#### [PROBLEMS TO SOLVE]
**A.** In the baking review, which book does Gayle try a recipe from this time?
**B.** Carry on the baking review from its last sentence.

#### [PAGE TEXT]
————————
9th April 2012 - Gayle Lazda


After her mouth-wateringly successful experiments with the marshmallow teacake recipe from Oliver Peyton's British Baking and chocolate Guinness cake from the Hummingbird Bakery's Cake Days, Gayle tries a recipe from Guardian favourite Dan Lepard's Short and Sweet.


I would like to preface this level-headed and utterly impartial review of Short and Sweet by stating: I love Dan Lepard. Not only does he have the kind of round, beardy face that lets you know you can trust a baker, but he also comes out with statements like, "I truly believe that life is improved by cake", which are clearly the words of a very wise man.
————————
#### [GIVEN DATA]
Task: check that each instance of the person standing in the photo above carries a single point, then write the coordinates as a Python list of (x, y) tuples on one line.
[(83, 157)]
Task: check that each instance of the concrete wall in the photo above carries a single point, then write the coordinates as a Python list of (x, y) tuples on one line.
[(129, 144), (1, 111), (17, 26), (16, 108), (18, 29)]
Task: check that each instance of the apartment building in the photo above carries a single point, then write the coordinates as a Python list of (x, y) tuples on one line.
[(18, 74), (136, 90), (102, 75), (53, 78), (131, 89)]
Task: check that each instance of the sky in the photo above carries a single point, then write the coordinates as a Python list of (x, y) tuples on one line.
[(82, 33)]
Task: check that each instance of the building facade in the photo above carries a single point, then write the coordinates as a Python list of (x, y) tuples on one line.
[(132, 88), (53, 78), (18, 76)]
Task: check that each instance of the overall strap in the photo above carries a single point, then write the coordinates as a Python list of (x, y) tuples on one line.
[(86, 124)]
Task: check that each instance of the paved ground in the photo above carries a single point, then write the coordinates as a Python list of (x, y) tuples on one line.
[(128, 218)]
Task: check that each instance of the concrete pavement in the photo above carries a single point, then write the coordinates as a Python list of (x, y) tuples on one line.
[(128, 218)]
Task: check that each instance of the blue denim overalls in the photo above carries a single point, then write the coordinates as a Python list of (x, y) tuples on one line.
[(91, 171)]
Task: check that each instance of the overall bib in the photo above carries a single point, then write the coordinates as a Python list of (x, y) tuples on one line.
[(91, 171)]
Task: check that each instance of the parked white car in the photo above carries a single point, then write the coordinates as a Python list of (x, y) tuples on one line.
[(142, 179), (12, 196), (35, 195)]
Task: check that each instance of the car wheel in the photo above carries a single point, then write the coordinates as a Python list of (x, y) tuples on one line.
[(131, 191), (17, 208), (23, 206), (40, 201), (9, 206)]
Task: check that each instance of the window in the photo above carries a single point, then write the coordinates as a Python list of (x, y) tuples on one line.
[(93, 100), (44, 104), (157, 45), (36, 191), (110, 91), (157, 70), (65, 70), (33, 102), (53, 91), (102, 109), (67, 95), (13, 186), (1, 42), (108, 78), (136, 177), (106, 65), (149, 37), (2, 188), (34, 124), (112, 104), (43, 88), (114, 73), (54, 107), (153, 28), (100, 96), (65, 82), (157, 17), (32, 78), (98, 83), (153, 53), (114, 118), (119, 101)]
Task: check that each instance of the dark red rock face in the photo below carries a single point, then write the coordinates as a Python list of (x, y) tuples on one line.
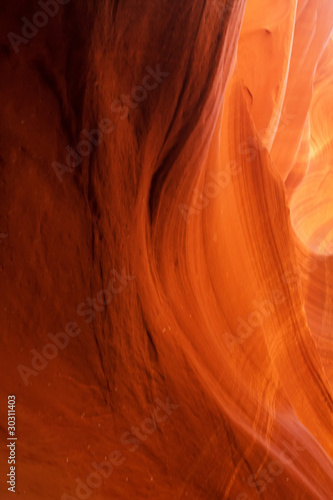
[(166, 249)]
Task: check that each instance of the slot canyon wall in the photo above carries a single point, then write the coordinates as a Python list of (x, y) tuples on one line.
[(166, 244)]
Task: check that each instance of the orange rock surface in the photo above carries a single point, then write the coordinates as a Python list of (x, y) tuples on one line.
[(166, 249)]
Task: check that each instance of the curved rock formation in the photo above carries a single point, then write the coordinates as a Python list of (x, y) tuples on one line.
[(166, 248)]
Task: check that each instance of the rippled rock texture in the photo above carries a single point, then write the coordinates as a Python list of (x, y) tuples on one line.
[(166, 248)]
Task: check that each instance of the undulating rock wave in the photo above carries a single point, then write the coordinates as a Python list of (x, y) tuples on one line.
[(168, 229)]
————————
#### [PER-TASK OUTPUTS]
**A.** Dan Lepard's Short and Sweet.

**B.**
I've been a fan of his Guardian column for a while, and here you'll find all the best bits of that, with lots more besides. In his introduction to the book, Lepard describes it as a "how-to manual", and that's really what sets it apart from other baking books. Without straying too far into the technicalities to bore the casual baker, he outlines enough of the science behind the processes to help right problems when they go wrong. And it's not just advice for when (or more likely, if) you're brave enough to try a failed recipe again; there's all sorts of tips to make the most of a disappointing bake. Apparently, if a cake is too dry, all you need to do is whip up a batch of cake syrup, and it's saved! Why didn't I already know this? Oh, the hours of heartache this book will save.

The passion and knowledge that's gone into the recipes in this book make it the perfect introduction to all aspects of baking for a beginner, as well as providing inspiration and advice to the more experienced baker. And to test it out, I'm jumping right in there, with a cake that contains all the good things: sugar and butter, obviously, but also apples, walnuts, brandy and custard, and which demands to be served with maple syrup and crème fraiche. I can't wait. So here goes: Dan Lepard's apple, walnut and custard cake.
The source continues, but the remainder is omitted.